Data records below:

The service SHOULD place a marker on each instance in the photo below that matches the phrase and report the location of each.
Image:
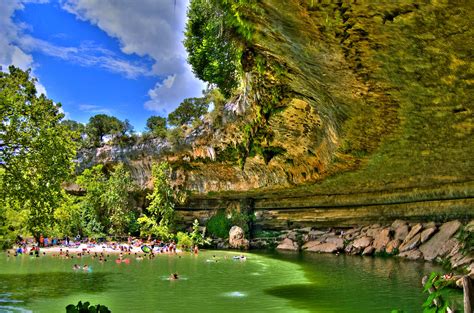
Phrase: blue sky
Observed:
(123, 58)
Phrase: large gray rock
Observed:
(401, 232)
(368, 250)
(292, 235)
(426, 234)
(433, 247)
(412, 255)
(362, 242)
(466, 260)
(288, 244)
(410, 244)
(392, 245)
(327, 247)
(449, 246)
(339, 242)
(373, 232)
(398, 223)
(381, 240)
(315, 234)
(311, 244)
(413, 231)
(237, 238)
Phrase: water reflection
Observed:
(32, 286)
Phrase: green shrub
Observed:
(184, 240)
(242, 220)
(85, 308)
(219, 225)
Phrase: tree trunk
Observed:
(468, 294)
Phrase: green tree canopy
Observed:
(36, 152)
(158, 220)
(106, 207)
(212, 54)
(189, 110)
(156, 125)
(101, 125)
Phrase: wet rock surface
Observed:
(424, 242)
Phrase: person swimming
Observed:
(174, 276)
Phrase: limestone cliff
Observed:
(369, 101)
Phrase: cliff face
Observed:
(364, 98)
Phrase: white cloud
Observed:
(94, 109)
(153, 28)
(87, 54)
(10, 53)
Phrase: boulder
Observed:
(292, 235)
(368, 250)
(401, 232)
(351, 235)
(413, 231)
(398, 223)
(327, 247)
(449, 246)
(392, 245)
(362, 242)
(311, 244)
(426, 234)
(304, 230)
(429, 225)
(373, 232)
(348, 249)
(412, 255)
(470, 269)
(470, 226)
(315, 234)
(381, 240)
(339, 242)
(237, 238)
(432, 248)
(410, 244)
(468, 259)
(288, 244)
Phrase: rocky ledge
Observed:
(414, 241)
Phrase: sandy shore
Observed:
(94, 249)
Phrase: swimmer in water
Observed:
(174, 276)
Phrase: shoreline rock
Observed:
(415, 241)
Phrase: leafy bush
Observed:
(86, 308)
(219, 225)
(184, 240)
(242, 220)
(438, 290)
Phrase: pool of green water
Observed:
(277, 282)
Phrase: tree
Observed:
(156, 125)
(101, 125)
(189, 110)
(36, 152)
(117, 200)
(94, 216)
(160, 213)
(106, 205)
(213, 54)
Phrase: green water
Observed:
(279, 282)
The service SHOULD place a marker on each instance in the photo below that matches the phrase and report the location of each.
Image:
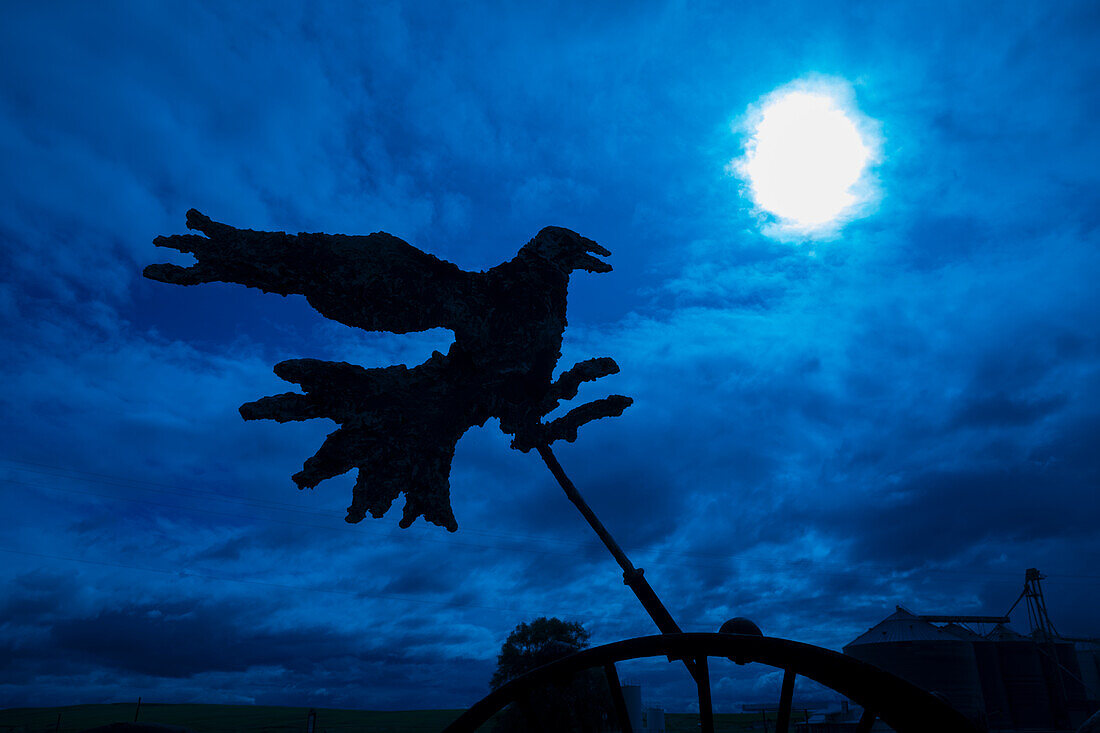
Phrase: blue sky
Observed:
(904, 413)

End of Data records.

§ **Work task**
Exactly as they stand, set down all of the entries above, minus every picture.

§ **Exercise answer**
The service SHOULD place a marker on each instance in the photo below that matches the phrase and report the location of each.
Image:
Phrase: blue sky
Observed:
(123, 58)
Phrase: large gray rock
Observed:
(401, 232)
(368, 250)
(292, 235)
(426, 234)
(433, 247)
(412, 255)
(362, 242)
(466, 260)
(288, 244)
(410, 244)
(392, 245)
(327, 247)
(449, 246)
(339, 242)
(373, 232)
(398, 223)
(381, 240)
(315, 234)
(311, 244)
(413, 231)
(237, 238)
Phrase: water reflection
Observed:
(32, 286)
Phrase: green shrub
Observed:
(184, 240)
(242, 220)
(85, 308)
(219, 225)
Phrase: tree trunk
Observed:
(468, 294)
Phrase: green tree canopy
Observed:
(36, 152)
(158, 220)
(106, 207)
(212, 54)
(189, 110)
(156, 125)
(101, 125)
Phrase: wet rock surface
Observed:
(424, 242)
Phrase: person swimming
Observed:
(174, 276)
Phrase: limestone cliff
Observed:
(369, 101)
Phrase: cliff face
Observed:
(364, 98)
Phrase: white cloud
Observed:
(94, 109)
(153, 28)
(87, 54)
(10, 53)
Phrase: boulder
Observed:
(292, 235)
(368, 250)
(401, 232)
(351, 235)
(413, 231)
(398, 223)
(327, 247)
(449, 246)
(392, 245)
(362, 242)
(311, 244)
(426, 234)
(304, 230)
(429, 225)
(373, 232)
(348, 249)
(412, 255)
(470, 269)
(470, 226)
(315, 234)
(381, 240)
(339, 242)
(237, 238)
(432, 248)
(410, 244)
(468, 259)
(288, 244)
Phrase: rocky ledge
Observed:
(414, 241)
Phrase: sandy shore
Observed:
(94, 249)
Phrase: swimmer in water
Observed:
(174, 276)
Phrase: shoreline rock
Observed:
(415, 241)
Phrase: leafy bush
Observed:
(86, 308)
(219, 225)
(184, 240)
(242, 220)
(438, 290)
Phrase: pool of green water
Observed:
(277, 282)
Phrase: tree
Observed:
(156, 125)
(101, 125)
(189, 110)
(36, 152)
(117, 200)
(94, 216)
(160, 213)
(106, 205)
(213, 54)
Phrase: green water
Observed:
(279, 282)
The service SHOULD place a marker on each instance in the photo below that matches the phrase and report the location of each.
Image:
Phrase: blue sky
Observed:
(904, 413)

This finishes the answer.